Saturday, June 15, 2019

Does Anyone Like Anything Here Anymore?

With the government aggressively assaulting the past and present in the name of newness, dissenters are emerging from different quarters with matching defiance. That’s bound to happen when predicting earthquakes and doing satirical film reviews on social media begin landing you in jail.
A bill seeking to replace the existing Press Council with a media council led by a government-appointed chief with extensive powers to impose fines up to Rs 1 million on editors, reporters or publishers found guilty of defamation has consumed Prime Minister Khadga Prasad Oli’s administration for the better part of two months.
In its innate sense of wisdom, the government decided to add fuel to the fire by unveiling a Guthi bill that seeks to amend the law governing religious and private trusts in order to bring their property and management under a government-controlled authority.
What’s more, the Guthi bill has drawn dire predictions of the demise of the existing system from ruling-party circles. Normally, such controversies tend to go to the extent of threatening the government of the day. Yet the government is reacting in a way that risks hastening systemic termination.
True, Deputy Prime Minister Ishwar Pokharel, acting on behalf of his boss traveling in Western Europe, has sounded a more conciliatory note of late. But the pronouncements of Prime Minister Oli and his Communication Minister, Gokul Baskota, in particular, have acquired a repulsiveness and explosiveness otherwise inherent in suicide vests in another part of the world.
More and more Nepalis seem to be realizing that republicanism, federalism and secularism were not part of the agenda of those who rose up in April 2006. Even the few that still argue the agenda of Nepali newness did contain those three pillars concede they didn’t expect the ancien regime to cast such a long shadow.
Royal regalia looks nice on royalty, not commoners elected to the highest office. Federalism was supposed to decentralize power, not raise the people’s taxes and officialdom’s perks. Secularism was never meant to elevate the various schools of Christianity at the expense of Hinduism and other faiths. When Muslims say they felt more secure practicing their belief under the decades of official Hindu statehood, that says a lot.
External powers are no less peeved by our poses and postures. The Chinese don’t like the way we’re hyping the imminent arrival of trains from the north and, more broadly, the extent of Beijing’s overall support to Nepal vis-à-vis other international and regional powers.
The Indians, who drove the current process over a dozen years ago to align Kathmandu more closely with New Delhi, don’t like the way Mandarin is being made mandatory in certain schools. (And Prime Minister Narendra Modi hasn’t even spoken at any length on Nepal in terms of his second term, as if relishing in the way we are roiling in our fears and hopes.)
Just a couple of months ago, the Americans flustered us by extolling our potential contribution to easing Washington’s tensions with Pyongyang, now don’t like the way the North Koreans are behaving in Nepal. Does anyone like anything here anymore?

****************************************

**APPLY WHAT YOU READ:**
1. Summarize the column in two sentences.
2. For each statement below, say whether it agrees with the column, answering yes or no and quoting the words of the column that decide it.
(a) The media council bill would allow fines of up to Rs 1 million.
(b) Deputy Prime Minister Ishwar Pokharel has recently taken a harsher tone.
(c) The Indians are pleased that Mandarin is being made mandatory in certain schools.
3. Copy out the column word for word, starting at "In its innate" and ending at "a government-controlled authority.".

**DATA SHOWN:**
****************************************

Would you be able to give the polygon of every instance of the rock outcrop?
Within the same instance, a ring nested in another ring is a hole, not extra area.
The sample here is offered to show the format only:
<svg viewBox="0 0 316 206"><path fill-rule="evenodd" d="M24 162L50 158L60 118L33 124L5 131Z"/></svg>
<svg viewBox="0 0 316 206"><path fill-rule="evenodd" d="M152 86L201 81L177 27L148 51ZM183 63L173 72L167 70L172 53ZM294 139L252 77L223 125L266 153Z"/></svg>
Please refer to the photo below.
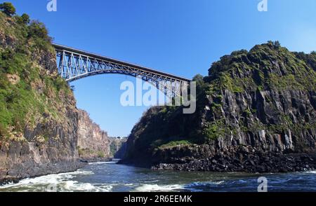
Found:
<svg viewBox="0 0 316 206"><path fill-rule="evenodd" d="M272 42L197 76L197 111L153 107L132 130L122 163L183 170L315 168L316 53Z"/></svg>
<svg viewBox="0 0 316 206"><path fill-rule="evenodd" d="M43 24L0 12L0 184L83 165L76 101L50 41Z"/></svg>
<svg viewBox="0 0 316 206"><path fill-rule="evenodd" d="M107 160L110 157L107 133L83 110L79 111L78 150L80 158L88 161Z"/></svg>
<svg viewBox="0 0 316 206"><path fill-rule="evenodd" d="M110 139L110 156L115 159L122 159L126 152L127 138L111 137Z"/></svg>

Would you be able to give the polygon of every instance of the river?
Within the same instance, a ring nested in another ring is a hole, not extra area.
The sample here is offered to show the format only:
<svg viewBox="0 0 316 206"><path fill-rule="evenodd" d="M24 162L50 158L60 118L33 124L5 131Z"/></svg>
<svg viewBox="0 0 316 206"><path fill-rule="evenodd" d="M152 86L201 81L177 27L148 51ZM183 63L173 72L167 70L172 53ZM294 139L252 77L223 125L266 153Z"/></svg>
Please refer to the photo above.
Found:
<svg viewBox="0 0 316 206"><path fill-rule="evenodd" d="M316 171L287 174L153 171L117 165L89 163L76 172L22 179L0 191L257 191L258 178L268 191L316 191Z"/></svg>

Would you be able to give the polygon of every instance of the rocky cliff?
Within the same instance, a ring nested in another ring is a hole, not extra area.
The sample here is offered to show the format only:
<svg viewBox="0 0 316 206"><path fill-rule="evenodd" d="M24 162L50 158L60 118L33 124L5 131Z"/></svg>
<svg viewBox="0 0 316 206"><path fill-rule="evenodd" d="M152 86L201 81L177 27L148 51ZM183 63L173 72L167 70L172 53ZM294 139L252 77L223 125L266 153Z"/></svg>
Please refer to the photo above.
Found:
<svg viewBox="0 0 316 206"><path fill-rule="evenodd" d="M111 137L110 144L110 156L116 159L121 159L126 151L126 137Z"/></svg>
<svg viewBox="0 0 316 206"><path fill-rule="evenodd" d="M0 12L0 183L73 171L76 101L45 26Z"/></svg>
<svg viewBox="0 0 316 206"><path fill-rule="evenodd" d="M79 111L78 151L80 158L88 161L105 160L110 157L107 133L93 123L83 110Z"/></svg>
<svg viewBox="0 0 316 206"><path fill-rule="evenodd" d="M196 112L149 109L122 163L251 172L316 167L316 53L270 41L223 56L194 80Z"/></svg>

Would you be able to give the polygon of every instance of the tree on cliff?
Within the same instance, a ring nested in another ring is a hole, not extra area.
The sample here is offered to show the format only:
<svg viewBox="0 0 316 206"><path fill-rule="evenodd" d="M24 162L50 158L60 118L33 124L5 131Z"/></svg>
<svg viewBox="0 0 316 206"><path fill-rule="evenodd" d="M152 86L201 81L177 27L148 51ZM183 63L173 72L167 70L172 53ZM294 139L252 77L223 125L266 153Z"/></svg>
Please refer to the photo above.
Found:
<svg viewBox="0 0 316 206"><path fill-rule="evenodd" d="M8 16L12 16L15 14L15 8L10 2L0 4L0 10Z"/></svg>
<svg viewBox="0 0 316 206"><path fill-rule="evenodd" d="M23 13L23 14L21 15L21 20L22 20L22 22L23 23L25 23L25 25L27 25L27 24L29 24L29 22L30 22L30 20L29 20L29 15L28 15L26 14L26 13Z"/></svg>

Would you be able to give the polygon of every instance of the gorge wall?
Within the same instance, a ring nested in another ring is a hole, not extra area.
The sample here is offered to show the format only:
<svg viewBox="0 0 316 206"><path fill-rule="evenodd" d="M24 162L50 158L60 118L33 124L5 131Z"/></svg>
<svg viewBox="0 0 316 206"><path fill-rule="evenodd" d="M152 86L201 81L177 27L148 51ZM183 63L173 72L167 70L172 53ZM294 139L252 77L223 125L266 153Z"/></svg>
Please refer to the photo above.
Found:
<svg viewBox="0 0 316 206"><path fill-rule="evenodd" d="M76 101L44 25L0 12L0 182L73 171Z"/></svg>
<svg viewBox="0 0 316 206"><path fill-rule="evenodd" d="M81 157L109 155L106 132L77 109L58 74L51 41L44 24L0 11L0 184L74 171L84 165Z"/></svg>
<svg viewBox="0 0 316 206"><path fill-rule="evenodd" d="M278 42L225 55L199 75L197 111L153 107L122 163L158 170L277 172L316 167L316 53Z"/></svg>
<svg viewBox="0 0 316 206"><path fill-rule="evenodd" d="M122 159L126 152L127 138L111 137L110 139L110 156L116 159Z"/></svg>

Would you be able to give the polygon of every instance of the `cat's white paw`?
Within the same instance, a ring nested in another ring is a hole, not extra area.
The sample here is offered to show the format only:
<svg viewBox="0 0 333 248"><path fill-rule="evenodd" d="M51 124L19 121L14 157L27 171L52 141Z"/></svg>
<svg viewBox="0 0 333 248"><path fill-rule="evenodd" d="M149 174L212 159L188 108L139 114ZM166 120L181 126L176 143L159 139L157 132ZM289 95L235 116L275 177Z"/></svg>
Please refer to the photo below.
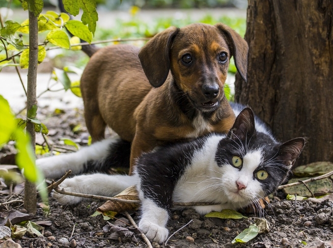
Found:
<svg viewBox="0 0 333 248"><path fill-rule="evenodd" d="M59 185L59 188L60 189L63 188L65 191L80 193L79 186L77 184L77 182L75 183L73 179L71 178L65 180ZM62 204L75 204L84 199L81 197L63 194L56 191L52 193L52 196Z"/></svg>
<svg viewBox="0 0 333 248"><path fill-rule="evenodd" d="M150 221L140 221L138 227L148 239L159 243L165 241L169 234L169 230L165 227Z"/></svg>

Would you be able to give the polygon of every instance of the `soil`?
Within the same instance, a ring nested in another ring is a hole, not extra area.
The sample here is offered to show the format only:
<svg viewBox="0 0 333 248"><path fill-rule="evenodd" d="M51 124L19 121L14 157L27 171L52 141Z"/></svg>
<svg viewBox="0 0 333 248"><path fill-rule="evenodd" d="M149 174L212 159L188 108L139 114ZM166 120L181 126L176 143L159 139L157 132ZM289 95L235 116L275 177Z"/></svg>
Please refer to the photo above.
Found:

****************************************

**ANSWER SECTION:**
1. The column says Prime Minister Khadga Prasad Oli's government is drawing defiance from several quarters with a bill to replace the Press Council with a government-led media council and a Guthi bill that would bring religious and private trusts under a government-controlled authority. It adds that more Nepalis seem to think republicanism, federalism and secularism were not part of the April 2006 agenda, and that China, India and the United States are each displeased with developments in Nepal.

2.
(a) Yes: "impose fines up to Rs 1 million on editors, reporters or publishers found guilty of defamation"
(b) No: "has sounded a more conciliatory note of late"
(c) No: "don’t like the way Mandarin is being made mandatory in certain schools"

3.
In its innate sense of wisdom, the government decided to add fuel to the fire by unveiling a Guthi bill that seeks to amend the law governing religious and private trusts in order to bring their property and management under a government-controlled authority.